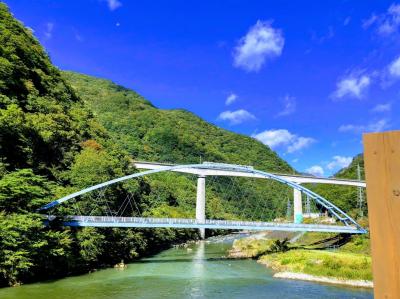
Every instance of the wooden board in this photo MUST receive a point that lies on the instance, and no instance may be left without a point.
(382, 171)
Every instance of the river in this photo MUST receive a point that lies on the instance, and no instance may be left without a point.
(198, 272)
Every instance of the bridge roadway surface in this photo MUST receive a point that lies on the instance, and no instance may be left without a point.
(298, 179)
(110, 221)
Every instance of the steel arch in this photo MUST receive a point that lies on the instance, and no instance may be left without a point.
(333, 209)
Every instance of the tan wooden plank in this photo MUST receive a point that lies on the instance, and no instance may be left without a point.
(382, 171)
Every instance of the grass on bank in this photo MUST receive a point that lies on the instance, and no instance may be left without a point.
(312, 254)
(342, 265)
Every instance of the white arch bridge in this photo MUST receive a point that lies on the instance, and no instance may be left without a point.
(343, 224)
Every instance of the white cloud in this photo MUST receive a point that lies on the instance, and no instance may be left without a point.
(262, 42)
(113, 4)
(394, 68)
(376, 126)
(315, 170)
(236, 117)
(339, 162)
(289, 106)
(382, 107)
(386, 23)
(49, 30)
(282, 138)
(300, 143)
(352, 86)
(231, 99)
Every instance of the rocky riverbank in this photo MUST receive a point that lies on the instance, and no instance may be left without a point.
(308, 277)
(303, 262)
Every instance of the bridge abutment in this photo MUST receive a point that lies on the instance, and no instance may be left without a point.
(297, 206)
(201, 203)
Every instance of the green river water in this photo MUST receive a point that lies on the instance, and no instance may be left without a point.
(198, 272)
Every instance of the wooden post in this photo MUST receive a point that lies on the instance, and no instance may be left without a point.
(382, 172)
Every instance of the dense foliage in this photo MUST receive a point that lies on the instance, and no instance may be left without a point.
(60, 132)
(346, 197)
(54, 140)
(51, 145)
(177, 136)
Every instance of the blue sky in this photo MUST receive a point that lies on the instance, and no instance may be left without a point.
(305, 77)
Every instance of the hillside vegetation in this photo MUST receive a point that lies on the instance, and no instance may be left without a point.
(55, 139)
(177, 136)
(345, 197)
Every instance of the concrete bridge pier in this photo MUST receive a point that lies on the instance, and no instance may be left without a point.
(201, 203)
(297, 206)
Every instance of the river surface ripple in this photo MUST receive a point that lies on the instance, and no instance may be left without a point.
(201, 271)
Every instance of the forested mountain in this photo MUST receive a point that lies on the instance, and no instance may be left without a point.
(346, 197)
(54, 141)
(351, 171)
(178, 136)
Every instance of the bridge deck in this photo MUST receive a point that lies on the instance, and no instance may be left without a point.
(109, 221)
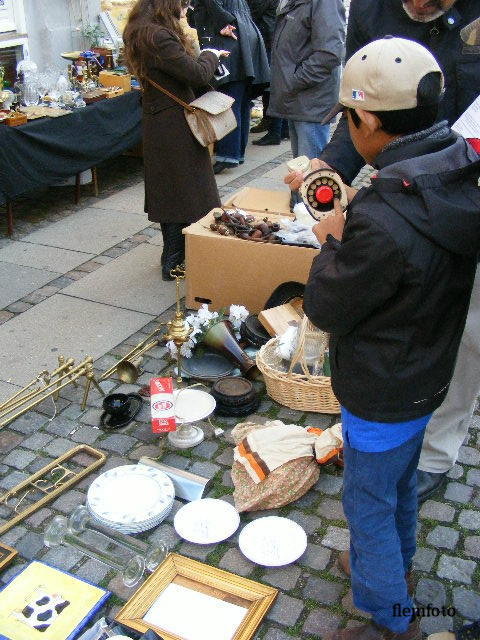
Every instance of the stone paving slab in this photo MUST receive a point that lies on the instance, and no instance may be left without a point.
(17, 281)
(277, 173)
(62, 325)
(132, 281)
(40, 256)
(254, 157)
(90, 230)
(271, 184)
(130, 200)
(157, 240)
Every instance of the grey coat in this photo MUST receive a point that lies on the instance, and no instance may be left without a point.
(248, 57)
(307, 52)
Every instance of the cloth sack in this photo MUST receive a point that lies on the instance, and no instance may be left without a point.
(292, 473)
(210, 117)
(264, 450)
(282, 486)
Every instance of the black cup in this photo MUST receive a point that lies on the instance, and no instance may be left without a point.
(117, 404)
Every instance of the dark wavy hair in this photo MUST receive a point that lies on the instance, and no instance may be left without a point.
(144, 20)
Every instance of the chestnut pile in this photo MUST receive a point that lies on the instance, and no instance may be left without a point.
(234, 223)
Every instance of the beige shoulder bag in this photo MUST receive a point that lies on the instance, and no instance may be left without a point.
(209, 117)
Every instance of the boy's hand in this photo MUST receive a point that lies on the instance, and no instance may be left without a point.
(294, 179)
(332, 225)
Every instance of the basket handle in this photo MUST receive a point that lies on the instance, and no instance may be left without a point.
(299, 355)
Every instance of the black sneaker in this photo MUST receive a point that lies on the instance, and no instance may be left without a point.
(268, 139)
(218, 167)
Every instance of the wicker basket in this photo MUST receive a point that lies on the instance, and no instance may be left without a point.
(302, 392)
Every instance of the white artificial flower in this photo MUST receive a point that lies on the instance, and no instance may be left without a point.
(287, 343)
(204, 314)
(186, 349)
(172, 348)
(238, 314)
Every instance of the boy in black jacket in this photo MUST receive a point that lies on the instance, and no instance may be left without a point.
(392, 285)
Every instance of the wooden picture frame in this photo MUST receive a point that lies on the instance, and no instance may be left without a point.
(255, 597)
(7, 554)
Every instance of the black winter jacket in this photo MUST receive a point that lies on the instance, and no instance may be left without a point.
(264, 13)
(372, 19)
(394, 293)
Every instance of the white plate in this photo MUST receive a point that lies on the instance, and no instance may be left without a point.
(192, 405)
(272, 541)
(206, 521)
(130, 495)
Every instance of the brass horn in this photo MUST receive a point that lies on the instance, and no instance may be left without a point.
(127, 368)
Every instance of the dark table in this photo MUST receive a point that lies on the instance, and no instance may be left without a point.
(47, 151)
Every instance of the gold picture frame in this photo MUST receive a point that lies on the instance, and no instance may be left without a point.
(197, 576)
(7, 554)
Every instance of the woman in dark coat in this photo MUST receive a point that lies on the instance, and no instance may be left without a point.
(228, 24)
(180, 186)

==========

(GIVEN EXERCISE) Please rewrite all of the records above, changing "MUST" to "must" wherever it appears and leaving everything else as it is. Leave out the pictures.

(SOLUTION)
Every instance of the wooden board in this photo must receive a point that lies on the instance, and no instance may be left without a point.
(382, 171)
Every instance of the river in this photo must receive a point that lies on the instance, and no instance may be left without a point.
(198, 272)
Every instance of the bridge roadway surface in this photo must receive a point that lies on the instance, and no instance may be left without a point.
(298, 179)
(110, 221)
Every instance of the steel arch in this photo must receive a point that lies on the instance, and no instance may be left without a point.
(333, 209)
Every instance of the tan wooden plank in this photo must receive a point that lies on the instance, and no instance may be left without a point.
(382, 171)
Every instance of the grass on bank in this photo must receive a point that lies on the instance, and no instance may be left without a point.
(312, 254)
(342, 265)
Every instance of the white arch bridge in this photo must receive a point that lies on the instance, and no instance may be left without a point.
(343, 224)
Every instance of the white cloud in this photo must receive a point that lies on the instance, and no instance may be left without a point.
(262, 42)
(113, 4)
(394, 68)
(376, 126)
(315, 170)
(236, 117)
(339, 162)
(289, 106)
(382, 107)
(386, 23)
(49, 30)
(282, 138)
(300, 143)
(352, 86)
(231, 99)
Every instance of the rocky riverbank in this photo must receive a point that lies on the instance, and no instance may be left without a point.
(308, 277)
(303, 262)
Every instance of the bridge abutment in this photo must receive a point that lies on the instance, and no instance may be left without a point.
(297, 206)
(201, 203)
Every instance of the green river water in this photo must receive a point that lies on the instance, and no instance may be left without a point.
(198, 272)
Every instance of the wooden post in this photo must receive a point that lies on the instance, and no instance may be left without a point.
(382, 172)
Every instance of the dense foliage in this photo must receive a point that lies on the instance, and no instance may be left without a point.
(60, 132)
(346, 197)
(54, 140)
(51, 145)
(177, 136)
Every instance of the blue sky in this photo must receive a point that lies on the instance, and no instance may be left without a point.
(305, 77)
Every instance of the hillside vegetation in this photo must receive a point that lies on the instance, and no instance may be left without a point.
(55, 139)
(177, 136)
(345, 197)
Every instance of the concrete bridge pier in this photo must receive a point that lies on the instance, and no instance may be left without a point.
(201, 203)
(297, 206)
Every instance of the river surface ripple in this photo must receive a point that lies on the instance, and no instance may be left without a point.
(201, 271)
Every instance of the forested mountain in this photo must receive a point that lies on the instance, and no instance may be left without a point.
(346, 197)
(54, 141)
(351, 171)
(178, 136)
Every instance of the bridge deck in this photo must receive a point that lies on the instance, and no instance may be left without a point.
(109, 221)
Every instance of the stone paving slab in this photo must receive a point that lies on the instance, and no instance may be left without a point.
(17, 281)
(277, 173)
(62, 325)
(132, 281)
(40, 256)
(254, 157)
(90, 230)
(271, 184)
(130, 200)
(157, 240)
Every instance of the grey coat in this photo must receive a point that lies on the instance, and no instance may be left without a point.
(248, 57)
(307, 52)
Every instance of the cloth sack in this photo must receive a point that lies on the instance, and no instance may be left without a point.
(292, 473)
(210, 117)
(264, 450)
(282, 486)
Every instance of the black cup in this photo must receive a point that lies on the instance, and no instance may be left without a point.
(117, 404)
Every instance of the dark wavy hair in this photo must receive a point that lies on the instance, and no instance may be left without a point.
(144, 20)
Every instance of the chestnut pile in this photo must receive a point that lies on the instance, and no instance may be left without a point.
(234, 223)
Every instance of the beige shoulder bag in this photo must receive a point that lies on the instance, and no instance may be left without a point.
(209, 117)
Every instance of the boy's hand in this photo must receive a point that lies on the instance, and no instance may be left without a point.
(294, 179)
(332, 225)
Every instance of the basket handle in this photo must receive a point that lies on the instance, and no instance may be left without a point.
(299, 355)
Every instance of the black sneaker in this photo must receive a point that lies on the instance, and no instance may be left without a point.
(268, 139)
(218, 167)
Every instance of the wicker basket in this photo must receive a point that lies on the instance, and no instance may be left without a point.
(302, 392)
Every instance of the white artificial flower in this photo must receive a point that lies on the instance, and no instance may be left without a point.
(287, 343)
(204, 314)
(186, 349)
(172, 348)
(238, 314)
Every instance of the boy in black jacket in this photo must receive a point that lies on the instance, and no instance may be left without a point.
(392, 285)
Every instance of the wooden picture frame in this photo must receive a point that lies on the instance, and no instance may be left without a point.
(255, 597)
(7, 554)
Every instance of the black winter jacket in this photo must receive a point that lies on the instance, and no instance may be left without a point.
(264, 13)
(372, 19)
(394, 293)
Every instance of the white plate in this photo must receive a point that lies on the instance, and no instance may be left without a point.
(192, 405)
(272, 541)
(206, 521)
(130, 495)
Every instance of the brass horn in this photo must receive a point that lies on the instance, and no instance may be left without a point.
(127, 368)
Every instance of the dark table in this photo must receive a point that lies on the instance, and no instance may be left without a point.
(47, 151)
Every instance of the gold picture frame in this photo must receive a point that lies on the instance, and no instance may be left without a point.
(197, 576)
(7, 554)
Every instance of the woman in dark coat in this photo must receive a point that lies on the instance, and no instance may be left without a point.
(228, 24)
(180, 186)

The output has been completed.